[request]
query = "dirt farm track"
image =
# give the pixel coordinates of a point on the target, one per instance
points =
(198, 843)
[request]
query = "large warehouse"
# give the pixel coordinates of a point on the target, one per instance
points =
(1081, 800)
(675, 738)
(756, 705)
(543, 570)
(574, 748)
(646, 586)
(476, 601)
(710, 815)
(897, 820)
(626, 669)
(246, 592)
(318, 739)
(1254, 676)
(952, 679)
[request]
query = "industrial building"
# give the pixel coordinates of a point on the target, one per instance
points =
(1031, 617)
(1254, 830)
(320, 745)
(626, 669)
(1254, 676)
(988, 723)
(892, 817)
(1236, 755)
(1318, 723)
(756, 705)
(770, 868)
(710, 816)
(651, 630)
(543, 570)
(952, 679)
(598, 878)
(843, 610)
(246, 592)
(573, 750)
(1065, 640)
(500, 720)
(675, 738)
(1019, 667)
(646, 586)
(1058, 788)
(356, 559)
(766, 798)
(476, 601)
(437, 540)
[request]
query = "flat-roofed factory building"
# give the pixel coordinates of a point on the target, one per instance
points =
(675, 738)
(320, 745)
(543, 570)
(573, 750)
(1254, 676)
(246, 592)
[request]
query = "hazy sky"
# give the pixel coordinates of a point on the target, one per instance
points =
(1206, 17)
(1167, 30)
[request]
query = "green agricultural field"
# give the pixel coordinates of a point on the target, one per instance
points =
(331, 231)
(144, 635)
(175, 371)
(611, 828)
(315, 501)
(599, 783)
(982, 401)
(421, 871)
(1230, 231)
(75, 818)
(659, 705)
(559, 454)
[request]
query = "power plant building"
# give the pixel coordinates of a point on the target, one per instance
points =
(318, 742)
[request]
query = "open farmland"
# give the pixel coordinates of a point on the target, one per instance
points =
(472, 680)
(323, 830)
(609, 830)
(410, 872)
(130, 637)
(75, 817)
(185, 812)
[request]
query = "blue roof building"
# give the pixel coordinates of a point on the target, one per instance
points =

## Work to complete
Extract the listing in its entirety and repeat it exactly.

## Output
[request]
query = "dirt farm track"
image =
# give the pixel coordinates of a point on the target, one per instance
points =
(198, 843)
[request]
query = "large warehouse"
# give the pixel coordinates of a point on the target, one per instance
points =
(1081, 800)
(675, 738)
(756, 705)
(543, 570)
(574, 748)
(646, 586)
(476, 601)
(710, 815)
(897, 820)
(626, 669)
(246, 592)
(318, 739)
(1254, 676)
(952, 679)
[request]
query = "industrial building"
# give the pixel coordinates of a point on the target, one per instance
points =
(1031, 617)
(1254, 830)
(320, 745)
(626, 669)
(1254, 676)
(988, 723)
(892, 817)
(1236, 755)
(1318, 723)
(756, 705)
(770, 868)
(710, 816)
(651, 630)
(543, 570)
(952, 679)
(598, 878)
(843, 610)
(246, 592)
(573, 750)
(1065, 640)
(500, 720)
(675, 738)
(1019, 667)
(646, 586)
(1058, 788)
(356, 559)
(766, 798)
(476, 601)
(437, 540)
[request]
query = "flat-roofed factory building"
# give the pixel coordinates of a point on the target, one per instance
points =
(675, 738)
(320, 745)
(543, 570)
(573, 750)
(1254, 676)
(246, 592)
[request]
query = "hazy sky"
# give the pixel coordinates of a point on the target, one per instance
points =
(1206, 17)
(1167, 30)
[request]
query = "green agricultural field"
# give the pixel coordinates of a point on the target, one per instance
points =
(331, 231)
(144, 635)
(175, 371)
(611, 828)
(315, 501)
(599, 783)
(982, 401)
(421, 871)
(1230, 231)
(75, 818)
(659, 705)
(559, 454)
[request]
query = "power plant building"
# give the pixel coordinates of a point on the target, one per instance
points =
(318, 742)
[request]
query = "open farmland"
# give the pixel coordinates of a point on the target, one per instance
points =
(472, 680)
(323, 830)
(609, 830)
(410, 872)
(130, 637)
(75, 817)
(185, 812)
[request]
query = "blue roof building"
# give the pixel coordinates of a point on the target, one per instance
points =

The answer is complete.